***** RECORDS
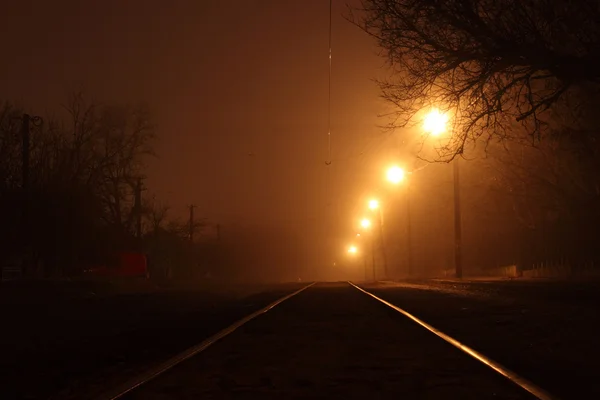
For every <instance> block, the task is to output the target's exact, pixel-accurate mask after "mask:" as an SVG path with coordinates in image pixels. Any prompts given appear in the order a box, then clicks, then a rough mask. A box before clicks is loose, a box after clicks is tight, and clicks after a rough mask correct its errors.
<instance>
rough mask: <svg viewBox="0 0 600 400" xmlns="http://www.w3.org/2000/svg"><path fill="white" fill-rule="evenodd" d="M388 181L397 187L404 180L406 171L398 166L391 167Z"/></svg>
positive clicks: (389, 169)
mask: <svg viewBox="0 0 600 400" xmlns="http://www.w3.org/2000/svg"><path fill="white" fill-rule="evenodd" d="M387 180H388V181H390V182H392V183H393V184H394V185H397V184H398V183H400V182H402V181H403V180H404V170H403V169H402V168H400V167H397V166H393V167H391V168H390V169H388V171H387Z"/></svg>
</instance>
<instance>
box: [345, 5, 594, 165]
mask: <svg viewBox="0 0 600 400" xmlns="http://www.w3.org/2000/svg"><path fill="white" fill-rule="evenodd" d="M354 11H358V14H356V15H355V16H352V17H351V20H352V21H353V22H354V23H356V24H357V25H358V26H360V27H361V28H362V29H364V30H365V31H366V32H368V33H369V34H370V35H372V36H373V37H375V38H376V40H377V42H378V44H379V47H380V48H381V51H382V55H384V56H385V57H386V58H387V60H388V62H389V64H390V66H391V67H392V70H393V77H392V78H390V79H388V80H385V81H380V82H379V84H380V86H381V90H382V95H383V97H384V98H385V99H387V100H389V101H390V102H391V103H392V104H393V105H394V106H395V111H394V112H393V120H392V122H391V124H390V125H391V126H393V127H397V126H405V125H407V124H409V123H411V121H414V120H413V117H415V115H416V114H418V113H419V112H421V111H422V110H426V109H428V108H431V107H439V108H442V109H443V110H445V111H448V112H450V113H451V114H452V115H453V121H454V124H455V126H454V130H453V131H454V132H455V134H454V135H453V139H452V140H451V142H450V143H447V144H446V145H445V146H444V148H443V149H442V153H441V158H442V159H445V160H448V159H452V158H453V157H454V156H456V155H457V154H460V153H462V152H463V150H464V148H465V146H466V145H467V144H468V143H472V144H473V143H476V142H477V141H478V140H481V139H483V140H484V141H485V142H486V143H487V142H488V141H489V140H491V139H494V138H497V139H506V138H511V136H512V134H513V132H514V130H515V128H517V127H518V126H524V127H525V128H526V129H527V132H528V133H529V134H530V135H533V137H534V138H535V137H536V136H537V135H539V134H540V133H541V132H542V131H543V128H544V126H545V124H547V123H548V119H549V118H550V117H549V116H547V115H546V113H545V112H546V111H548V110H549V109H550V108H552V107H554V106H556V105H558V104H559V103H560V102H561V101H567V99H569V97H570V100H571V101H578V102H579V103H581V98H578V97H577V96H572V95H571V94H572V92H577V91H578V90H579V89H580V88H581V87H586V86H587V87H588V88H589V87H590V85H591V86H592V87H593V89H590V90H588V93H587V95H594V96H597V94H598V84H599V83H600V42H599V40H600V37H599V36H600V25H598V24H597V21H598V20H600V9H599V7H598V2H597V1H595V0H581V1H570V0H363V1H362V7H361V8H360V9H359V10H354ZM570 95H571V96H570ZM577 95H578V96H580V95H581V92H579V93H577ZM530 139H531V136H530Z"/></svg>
**********
***** RECORDS
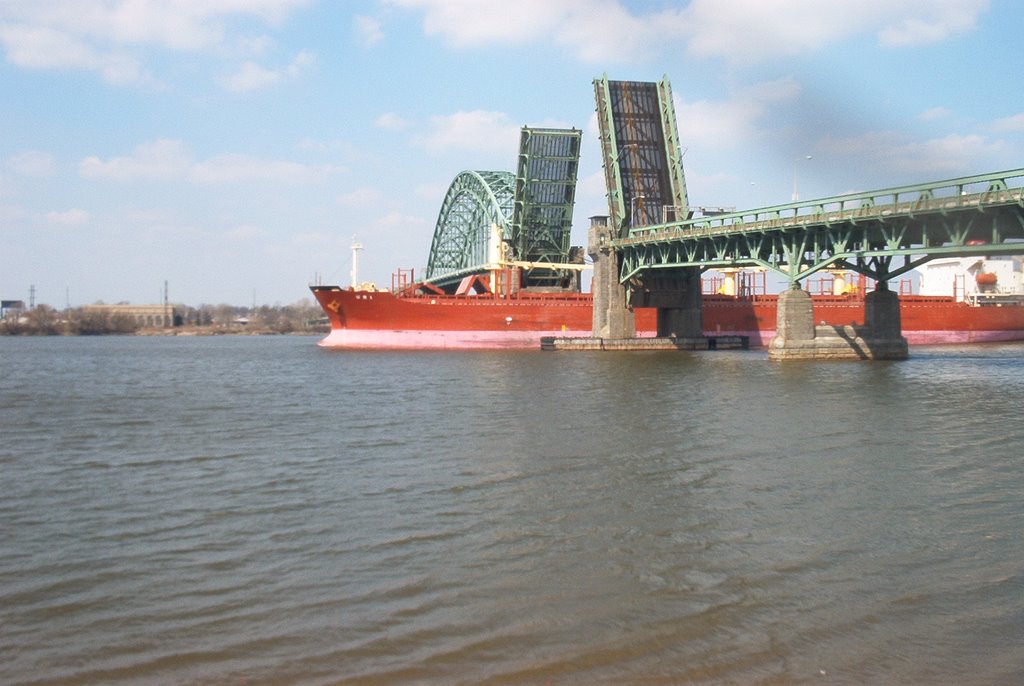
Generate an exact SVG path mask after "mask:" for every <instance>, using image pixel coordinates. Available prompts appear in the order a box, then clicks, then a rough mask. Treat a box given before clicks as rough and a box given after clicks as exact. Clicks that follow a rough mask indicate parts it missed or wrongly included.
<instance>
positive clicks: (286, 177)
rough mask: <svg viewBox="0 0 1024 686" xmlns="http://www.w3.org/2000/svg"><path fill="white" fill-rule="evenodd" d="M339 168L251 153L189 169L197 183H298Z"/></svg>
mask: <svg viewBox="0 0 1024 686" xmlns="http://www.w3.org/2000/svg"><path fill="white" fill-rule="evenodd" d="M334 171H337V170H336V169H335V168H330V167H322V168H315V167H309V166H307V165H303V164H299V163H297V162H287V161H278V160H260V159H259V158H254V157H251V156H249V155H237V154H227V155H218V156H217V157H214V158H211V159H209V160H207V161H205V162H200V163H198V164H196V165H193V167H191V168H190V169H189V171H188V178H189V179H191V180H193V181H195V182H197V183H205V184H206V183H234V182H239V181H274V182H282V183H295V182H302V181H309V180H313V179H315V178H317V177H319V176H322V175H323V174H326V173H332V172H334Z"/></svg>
**********
***** RECORDS
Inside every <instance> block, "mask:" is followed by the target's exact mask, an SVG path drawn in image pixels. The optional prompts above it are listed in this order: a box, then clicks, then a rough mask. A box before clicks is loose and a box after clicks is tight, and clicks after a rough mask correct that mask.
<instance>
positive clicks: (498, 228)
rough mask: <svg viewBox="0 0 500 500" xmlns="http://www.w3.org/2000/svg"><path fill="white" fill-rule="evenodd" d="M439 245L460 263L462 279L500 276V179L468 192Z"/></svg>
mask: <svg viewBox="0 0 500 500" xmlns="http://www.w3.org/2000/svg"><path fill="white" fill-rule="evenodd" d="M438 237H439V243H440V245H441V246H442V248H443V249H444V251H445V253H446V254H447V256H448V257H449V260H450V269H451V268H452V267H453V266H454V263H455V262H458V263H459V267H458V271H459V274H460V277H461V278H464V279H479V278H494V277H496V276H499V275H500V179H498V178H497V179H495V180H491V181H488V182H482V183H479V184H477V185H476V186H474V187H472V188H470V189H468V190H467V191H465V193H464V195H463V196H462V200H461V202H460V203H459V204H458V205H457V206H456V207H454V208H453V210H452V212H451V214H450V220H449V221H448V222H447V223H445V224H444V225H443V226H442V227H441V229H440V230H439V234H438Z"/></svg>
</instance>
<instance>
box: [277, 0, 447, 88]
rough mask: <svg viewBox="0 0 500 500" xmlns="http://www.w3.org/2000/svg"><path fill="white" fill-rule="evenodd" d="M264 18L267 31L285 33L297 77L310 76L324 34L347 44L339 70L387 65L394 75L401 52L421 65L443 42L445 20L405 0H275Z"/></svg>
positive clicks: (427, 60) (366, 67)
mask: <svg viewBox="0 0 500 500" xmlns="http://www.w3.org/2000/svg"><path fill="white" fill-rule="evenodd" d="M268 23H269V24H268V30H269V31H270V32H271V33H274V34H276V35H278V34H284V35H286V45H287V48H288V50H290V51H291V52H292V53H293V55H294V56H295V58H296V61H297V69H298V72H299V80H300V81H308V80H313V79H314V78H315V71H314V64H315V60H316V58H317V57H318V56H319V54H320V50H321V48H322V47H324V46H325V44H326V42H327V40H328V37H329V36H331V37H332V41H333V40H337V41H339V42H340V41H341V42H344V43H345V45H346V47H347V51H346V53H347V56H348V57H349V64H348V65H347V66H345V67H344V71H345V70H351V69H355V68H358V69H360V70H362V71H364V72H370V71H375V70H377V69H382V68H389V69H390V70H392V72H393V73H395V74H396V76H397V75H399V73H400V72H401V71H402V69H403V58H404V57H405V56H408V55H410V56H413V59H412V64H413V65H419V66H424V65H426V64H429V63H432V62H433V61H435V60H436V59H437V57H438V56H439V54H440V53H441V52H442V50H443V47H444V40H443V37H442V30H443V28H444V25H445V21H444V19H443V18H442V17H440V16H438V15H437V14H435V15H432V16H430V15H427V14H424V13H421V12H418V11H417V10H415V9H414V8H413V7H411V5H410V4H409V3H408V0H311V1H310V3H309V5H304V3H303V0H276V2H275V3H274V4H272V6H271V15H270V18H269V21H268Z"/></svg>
**********
TASK DIRECTIONS:
Only the count, nothing else: how many lines of the records hold the word "that"?

ANSWER TO THE PROBLEM:
2